* [What to do]:
a) In the supply chain passage below, what percentage of companies have the capabilities needed to evaluate a "what-if analysis"?
b) Extend the supply chain passage below with a few paragraphs that pick up right after its last sentence.

My research shows that today, nine out of ten companies are stuck on improving supply chain performance. There are two major issues: the understanding of the supply chain as a complex system and the effective use of data.
Why are these problems? Let’s start with analytics, which relates to the use of data and the complexity of today’s supply chains.
For most companies, the word analytics is synonymous with reporting. But despite thirty years of supply chain technology evolution, the most commonly used system for supply chain planning is a spreadsheet. Companies cannot effectively model the trade-offs of growth, profitability, supply chain cycles such as procure to pay and inventory turns, and business operations complexity on a spreadsheet. As that complexity increases, most companies are unable to use supply chain systems to improve operating margin and inventory cycles.
Secondly, companies are not able to effectively balance the trade-offs in the value network. Today, only 11% of companies have the capabilities that they need to evaluate a “what-if analysis” and only 24% of companies are able to model profitability impacts of changing conditions in their complex systems.

* [Extracted material]:
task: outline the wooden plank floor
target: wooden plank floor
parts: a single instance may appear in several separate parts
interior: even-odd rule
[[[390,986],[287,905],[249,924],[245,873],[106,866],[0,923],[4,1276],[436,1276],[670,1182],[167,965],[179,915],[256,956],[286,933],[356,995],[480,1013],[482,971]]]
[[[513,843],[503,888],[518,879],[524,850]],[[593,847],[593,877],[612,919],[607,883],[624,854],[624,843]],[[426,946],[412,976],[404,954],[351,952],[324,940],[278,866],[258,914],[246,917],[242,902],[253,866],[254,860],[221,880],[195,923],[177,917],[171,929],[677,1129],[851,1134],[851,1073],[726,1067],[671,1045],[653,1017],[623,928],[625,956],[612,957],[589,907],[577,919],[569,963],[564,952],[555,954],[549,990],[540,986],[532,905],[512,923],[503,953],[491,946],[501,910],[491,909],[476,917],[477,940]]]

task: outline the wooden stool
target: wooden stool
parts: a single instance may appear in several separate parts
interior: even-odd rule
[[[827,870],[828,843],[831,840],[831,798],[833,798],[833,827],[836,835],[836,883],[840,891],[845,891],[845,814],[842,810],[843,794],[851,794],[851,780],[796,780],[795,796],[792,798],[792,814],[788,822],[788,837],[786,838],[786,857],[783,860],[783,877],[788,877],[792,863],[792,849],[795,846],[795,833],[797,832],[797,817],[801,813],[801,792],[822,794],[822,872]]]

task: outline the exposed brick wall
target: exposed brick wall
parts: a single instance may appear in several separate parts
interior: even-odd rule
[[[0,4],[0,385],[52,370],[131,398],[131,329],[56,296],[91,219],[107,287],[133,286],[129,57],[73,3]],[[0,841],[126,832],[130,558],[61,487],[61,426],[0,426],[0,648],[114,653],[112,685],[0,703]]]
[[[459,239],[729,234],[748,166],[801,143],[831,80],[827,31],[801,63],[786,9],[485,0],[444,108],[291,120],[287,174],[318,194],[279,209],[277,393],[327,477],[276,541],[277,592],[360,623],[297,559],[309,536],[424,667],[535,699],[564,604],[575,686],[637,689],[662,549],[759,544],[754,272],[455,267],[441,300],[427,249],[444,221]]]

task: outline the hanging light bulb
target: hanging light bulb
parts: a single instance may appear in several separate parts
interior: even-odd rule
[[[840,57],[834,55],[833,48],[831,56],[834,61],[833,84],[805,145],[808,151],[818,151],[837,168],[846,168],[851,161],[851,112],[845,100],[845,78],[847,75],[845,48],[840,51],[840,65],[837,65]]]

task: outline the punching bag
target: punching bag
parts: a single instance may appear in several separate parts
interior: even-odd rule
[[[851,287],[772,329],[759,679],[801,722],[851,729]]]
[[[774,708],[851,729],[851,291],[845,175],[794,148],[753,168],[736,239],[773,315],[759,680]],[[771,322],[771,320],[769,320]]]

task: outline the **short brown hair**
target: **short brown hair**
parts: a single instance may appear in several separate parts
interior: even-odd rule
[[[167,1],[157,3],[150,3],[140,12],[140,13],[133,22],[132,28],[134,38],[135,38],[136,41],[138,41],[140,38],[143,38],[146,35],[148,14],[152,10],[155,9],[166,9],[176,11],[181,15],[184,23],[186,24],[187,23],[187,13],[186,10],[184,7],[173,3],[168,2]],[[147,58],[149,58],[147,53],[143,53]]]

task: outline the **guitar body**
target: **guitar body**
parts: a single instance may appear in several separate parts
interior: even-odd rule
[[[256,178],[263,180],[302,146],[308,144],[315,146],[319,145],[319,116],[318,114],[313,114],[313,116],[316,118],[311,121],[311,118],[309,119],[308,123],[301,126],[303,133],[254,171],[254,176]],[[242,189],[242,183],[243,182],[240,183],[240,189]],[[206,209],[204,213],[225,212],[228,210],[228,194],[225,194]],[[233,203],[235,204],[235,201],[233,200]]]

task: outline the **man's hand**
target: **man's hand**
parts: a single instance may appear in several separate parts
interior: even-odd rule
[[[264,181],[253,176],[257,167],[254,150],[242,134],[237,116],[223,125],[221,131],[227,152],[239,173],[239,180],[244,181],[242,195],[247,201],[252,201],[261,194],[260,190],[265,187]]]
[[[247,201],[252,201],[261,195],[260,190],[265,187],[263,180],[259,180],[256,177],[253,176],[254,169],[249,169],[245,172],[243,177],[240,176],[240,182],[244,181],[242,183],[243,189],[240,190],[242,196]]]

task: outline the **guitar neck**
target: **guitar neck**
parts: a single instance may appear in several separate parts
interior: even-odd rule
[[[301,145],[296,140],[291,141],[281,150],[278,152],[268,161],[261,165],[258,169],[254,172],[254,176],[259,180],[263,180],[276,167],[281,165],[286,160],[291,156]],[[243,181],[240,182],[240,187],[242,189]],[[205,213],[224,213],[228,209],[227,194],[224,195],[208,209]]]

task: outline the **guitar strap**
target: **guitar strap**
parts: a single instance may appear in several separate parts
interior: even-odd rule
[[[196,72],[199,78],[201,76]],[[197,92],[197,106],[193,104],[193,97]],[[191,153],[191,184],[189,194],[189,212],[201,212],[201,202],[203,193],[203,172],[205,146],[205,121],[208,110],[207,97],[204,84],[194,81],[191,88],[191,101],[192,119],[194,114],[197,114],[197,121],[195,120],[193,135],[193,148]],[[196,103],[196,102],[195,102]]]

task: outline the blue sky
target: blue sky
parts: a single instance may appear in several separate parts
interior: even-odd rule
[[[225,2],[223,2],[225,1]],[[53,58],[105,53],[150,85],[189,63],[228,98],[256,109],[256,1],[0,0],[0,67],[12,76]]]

* [Answers by item number]:
a) 11%

b)
Managing the trade-offs of inventory, customer service and costs of supply chain source, make and deliver needs to be done but the systems are not aligned to help managers to understand the inter-connectedness. While there are dashboards and reports that show the numbers about what is happening there is no why—the understanding of the inter-related nature of what is possible based on the potential of the supply chain.
Given these conditions, we asked 110 supply chain leaders to imagine the supply chain of the future at the Supply Chain Insights Global Summit in September.
We tackled the topics of talent, analytics and the many changes that are happening in the shifts of technology including the proliferation of social signals, increase in weather sensing, changes in corporate social responsibility, the shortage of talent, and the evolution of new forms of analytics.
When you get these leaders together in one room, the insights are powerful.
More Intelligent Use of Channel Data
Supply chain leaders are transforming their view of the data they collect, and how they analyze it. The work is not about inside-out and the deployment of traditional technologies. The problem is that supply chains today catch orders and shipments and assume that they are representative of the market. They do not allow for systems to manage the channel from the outside in. The analytics and traditional systems are not able to effectively use channel data.
Instead, supply chain management needs to be about outside-in processes that sense and translate market-to-market. It is about owning the entire supply chain, including the channel, and managing products from their manufacture to their end use.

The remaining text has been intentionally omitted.